Skip to content

nasa/ncompare

Repository files navigation

ncompare


Project Status: Active – The project has reached a stable, usable state and is being actively developed Code coverage Documentation Status Python Versions Package version Code style Mypy checked Contributions welcome Zenodo pyOpenSci DOI badge

Compare the structure of two NetCDF files at the command line. ncompare generates a view of the matching and non-matching groups and variables between two NetCDF datasets.

Installing

The latest release of ncompare can be installed with mamba, conda or pip.

Using mamba

mamba install -c conda-forge ncompare

Using conda

conda install -c conda-forge ncompare

Using pip

pip install ncompare

Usage

To compare two netCDF files, pass the filepaths for each of the two netCDF files directly to ncompare, as follows:

ncompare <netcdf file #1> <netcdf file #2>

With an additional --file-text argument specified, a common use of ncompare may look like this example:

ncompare S001G01.nc S001G01_SUBSET.nc --file-text subset_comparison.txt

A more complete usage demonstration with example output is shown in this example notebook.

Options

  • -h, --help : Show this help message and exit.
  • --file-text [FILE_PATH]: Text file to write output to.
  • --file-csv [FILE_PATH]: Comma-separated values (CSV) file to write output to.
  • --file-xlsx [FILE_PATH]: Excel file to write output to.
  • --only-diffs : Only display variables and attributes that are different
  • --no-color : Turn off all colorized output.
  • --show-attributes : Include variable attributes in the table that compares variables.
  • --show-chunks : Include chunk sizes in the table that compares variables.
  • -v (--comparison_var_name) [VAR_NAME]: Compare specific values for this variable.
  • -g (--comparison_var_group) [VAR_GROUP]: Group that contains the comparison_var_name.
  • --column-widths [WIDTH, WIDTH, WIDTH]: Width, in number of characters, of the three columns in the comparison report
  • --version : Show the current version and then exit.

Contributing

Contributions are welcome! For more information, see CONTRIBUTING.md. ncompare is licensed under the Apache License 2.0, which is included in the LICENSE file.

Developing

Development within this repository should occur on a feature branch. Pull Requests (PRs) are created with a target of the develop branch before being reviewed and merged.

Installing locally

For local development, one can clone the repository and then use poetry or pip from the local directory:

git clone https://github.com/nasa/ncompare.git
(Option A) using poetry:

ii) Follow the instructions for installing poetry here.

### [Short exercise]
Return the stretch of the ncompare README above from "Development within this" through "installing poetry here.", copied word for word.

### [Information provided]
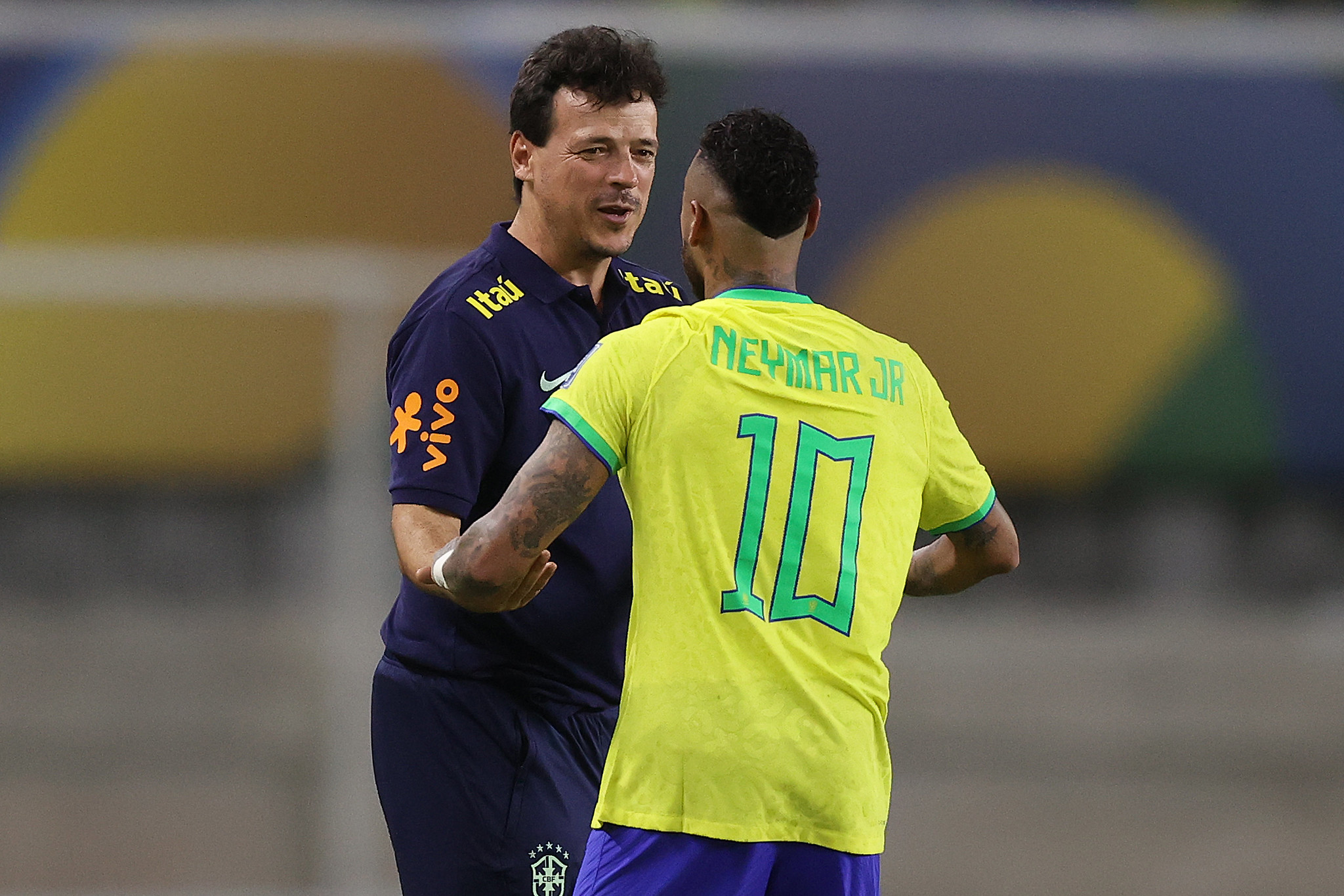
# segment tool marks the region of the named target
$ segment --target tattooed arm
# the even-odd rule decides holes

### [Answer for this exercise]
Development within this repository should occur on a feature branch. Pull Requests (PRs) are created with a target of the develop branch before being reviewed and merged.

Installing locally

For local development, one can clone the repository and then use poetry or pip from the local directory:

git clone https://github.com/nasa/ncompare.git
(Option A) using poetry:

ii) Follow the instructions for installing poetry here.